**Tasks**
(1) From the essay on suspending judgment, copy the passage from "But then I thought" to "back on others.".
(2) Rewrite the paragraph of the essay on suspending judgment that begins "Something I observed in her" in a shorter form, keeping its main facts.
(3) Write the next part of the essay on suspending judgment, picking up after its final sentence.

**Text for analysis**
━━━━━━━━━━
Suspending judgment no matter how tempting it is to assume
My relationship with someone has gone sour as soon as one of us tried dominating the other. Being too sensitive with one another and not being patient.
She was an acquaintance and she didn't like how I talked in one instance. It got to her leaving a gap in our understanding when she tried to dictate what I should do.
I knew I had fault but it was pointless talking to her. She didn't understand my point. She was rigid.
Anyway, I simply put myself back to a farther place and acted civilly towards her whenever I saw or met her.
The bad timing is that I still owe her money money. If only that was already paid before we grew apart.
Something I observed in her was that she was quite the liar. I also observed she loves money more than anything. How can't I say that when she would talk as if her husband were a trash whenever she couldn't get money from him?
I told her I will just pay their bills to make up for what I owed her. But she told me that for some reason their bill wasn't handed out to them.
I thought that maybe, she just wanted the cash so she lied. She wanted the smell of the money. Period.
But then I thought again. No matter how tempting to think ill of her I will suspend my judgment because who knows, she may be telling the truth after all.
Besides, it is not my concern anymore whether she was lying or not.
So I decided to just pay her back in cash. I told her I will pay her next week and I have no right anyway to judge or make assumptions.
You know, it is just tempting sometimes to just talk and criticize others. And when that happens to us, it would anger us and make us so mad that we would want to get back on others.
━━━━━━━━━━
**Data shown**
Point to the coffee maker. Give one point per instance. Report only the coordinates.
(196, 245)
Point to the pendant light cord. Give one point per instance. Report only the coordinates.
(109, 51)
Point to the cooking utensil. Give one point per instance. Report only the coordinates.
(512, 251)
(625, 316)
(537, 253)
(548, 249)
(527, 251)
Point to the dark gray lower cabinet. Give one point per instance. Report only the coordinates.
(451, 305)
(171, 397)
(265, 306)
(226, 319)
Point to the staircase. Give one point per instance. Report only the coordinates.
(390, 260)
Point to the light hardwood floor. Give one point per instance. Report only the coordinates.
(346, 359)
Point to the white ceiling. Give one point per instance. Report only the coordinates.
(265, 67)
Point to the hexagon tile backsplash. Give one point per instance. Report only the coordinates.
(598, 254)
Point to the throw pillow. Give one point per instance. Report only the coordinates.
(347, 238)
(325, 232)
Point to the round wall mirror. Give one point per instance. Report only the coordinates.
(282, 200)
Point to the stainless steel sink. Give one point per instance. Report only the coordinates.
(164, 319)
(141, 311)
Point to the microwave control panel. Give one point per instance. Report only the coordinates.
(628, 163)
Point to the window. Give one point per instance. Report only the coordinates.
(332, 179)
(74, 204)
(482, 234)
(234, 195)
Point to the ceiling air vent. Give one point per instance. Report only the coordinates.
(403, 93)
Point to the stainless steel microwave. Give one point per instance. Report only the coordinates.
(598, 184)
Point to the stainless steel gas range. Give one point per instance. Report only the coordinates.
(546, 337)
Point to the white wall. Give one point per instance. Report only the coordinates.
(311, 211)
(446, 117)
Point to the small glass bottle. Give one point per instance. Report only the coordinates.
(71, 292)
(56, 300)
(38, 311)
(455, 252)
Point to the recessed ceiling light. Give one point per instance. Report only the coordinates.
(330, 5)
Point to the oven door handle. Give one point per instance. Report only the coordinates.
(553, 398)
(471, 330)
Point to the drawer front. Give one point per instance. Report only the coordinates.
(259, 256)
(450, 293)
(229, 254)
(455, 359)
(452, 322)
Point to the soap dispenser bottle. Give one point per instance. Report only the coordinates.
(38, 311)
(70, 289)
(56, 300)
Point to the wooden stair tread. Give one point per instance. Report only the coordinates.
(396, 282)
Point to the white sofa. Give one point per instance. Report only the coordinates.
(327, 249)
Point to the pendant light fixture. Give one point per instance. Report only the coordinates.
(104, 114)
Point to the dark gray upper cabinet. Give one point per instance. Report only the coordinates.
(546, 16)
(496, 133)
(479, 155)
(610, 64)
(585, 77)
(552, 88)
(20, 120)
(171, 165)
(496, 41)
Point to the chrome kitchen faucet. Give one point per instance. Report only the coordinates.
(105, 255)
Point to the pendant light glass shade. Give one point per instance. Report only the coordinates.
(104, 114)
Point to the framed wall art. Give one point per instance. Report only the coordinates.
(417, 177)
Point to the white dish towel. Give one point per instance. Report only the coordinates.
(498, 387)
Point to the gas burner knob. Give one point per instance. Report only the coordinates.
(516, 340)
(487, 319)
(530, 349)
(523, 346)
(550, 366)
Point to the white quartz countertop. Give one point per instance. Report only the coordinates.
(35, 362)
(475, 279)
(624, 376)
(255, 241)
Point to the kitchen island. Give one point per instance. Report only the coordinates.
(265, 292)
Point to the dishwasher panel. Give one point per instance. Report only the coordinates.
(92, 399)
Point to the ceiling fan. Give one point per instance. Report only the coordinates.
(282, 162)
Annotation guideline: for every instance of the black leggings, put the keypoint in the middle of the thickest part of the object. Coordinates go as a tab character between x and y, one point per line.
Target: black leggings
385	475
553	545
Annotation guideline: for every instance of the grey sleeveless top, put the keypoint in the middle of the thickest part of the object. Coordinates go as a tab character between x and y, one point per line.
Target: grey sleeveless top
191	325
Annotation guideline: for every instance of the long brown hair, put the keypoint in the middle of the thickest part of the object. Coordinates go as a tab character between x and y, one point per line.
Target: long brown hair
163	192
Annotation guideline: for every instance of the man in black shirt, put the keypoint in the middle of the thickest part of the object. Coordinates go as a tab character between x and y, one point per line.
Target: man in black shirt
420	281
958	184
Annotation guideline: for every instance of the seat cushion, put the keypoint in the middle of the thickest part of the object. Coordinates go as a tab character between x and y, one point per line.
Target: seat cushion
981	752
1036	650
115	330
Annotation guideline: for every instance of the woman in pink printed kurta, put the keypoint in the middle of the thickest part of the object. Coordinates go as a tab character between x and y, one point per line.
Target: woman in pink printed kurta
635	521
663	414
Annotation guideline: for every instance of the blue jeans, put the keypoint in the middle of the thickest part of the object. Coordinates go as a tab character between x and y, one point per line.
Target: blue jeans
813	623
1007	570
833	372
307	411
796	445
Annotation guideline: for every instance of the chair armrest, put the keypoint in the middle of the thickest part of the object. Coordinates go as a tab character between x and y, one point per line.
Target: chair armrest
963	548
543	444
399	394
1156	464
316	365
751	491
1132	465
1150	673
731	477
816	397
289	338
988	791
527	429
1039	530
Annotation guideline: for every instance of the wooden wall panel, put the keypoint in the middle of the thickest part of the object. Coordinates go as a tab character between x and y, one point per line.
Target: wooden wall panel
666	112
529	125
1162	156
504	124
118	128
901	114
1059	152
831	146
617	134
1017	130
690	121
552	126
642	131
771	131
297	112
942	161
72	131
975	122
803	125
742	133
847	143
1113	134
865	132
━━━━━━━━━━
**Answers for each item**
(1)
But then I thought again. No matter how tempting to think ill of her I will suspend my judgment because who knows, she may be telling the truth after all.
Besides, it is not my concern anymore whether she was lying or not.
So I decided to just pay her back in cash. I told her I will pay her next week and I have no right anyway to judge or make assumptions.
You know, it is just tempting sometimes to just talk and criticize others. And when that happens to us, it would anger us and make us so mad that we would want to get back on others.

(2) The writer found her to be quite a liar who loves money more than anything. As evidence, she would talk about her husband as if he were trash whenever she couldn't get money from him.

(3)
With this acquaintance, it would have been best if she was just candid and didn't have to lie. But then again, who knows, she may just be telling the truth.
So there, I will check on myself and stop judging others. Who knows, maybe I was the one in the wrong and that I just didn't have the courage to apologize.
Seriously, I didn't want to get involved with her anymore. Not because I hated her but just maybe we have irreconcilable differences like what is being given as an alibi for divorcing couples.
But we aren't couples. Just acquaintances. Still, differences should just be respected to avoid hurting each other.
Sometimes, it is just really hard. No, most of the time, it is unbearable to suspend judgment on others. We itch to say something out loud.
Maturing, we also consider how it would feel if we were the ones involved. And it doesn't feel pleasant if they talk ahead of us.
Well, all we have to do is to shut up and shut up. Simple as that. Shut up and shut up. No fancy talk, no unnecessary comments. It will also keep us safe from harm or undue stresses.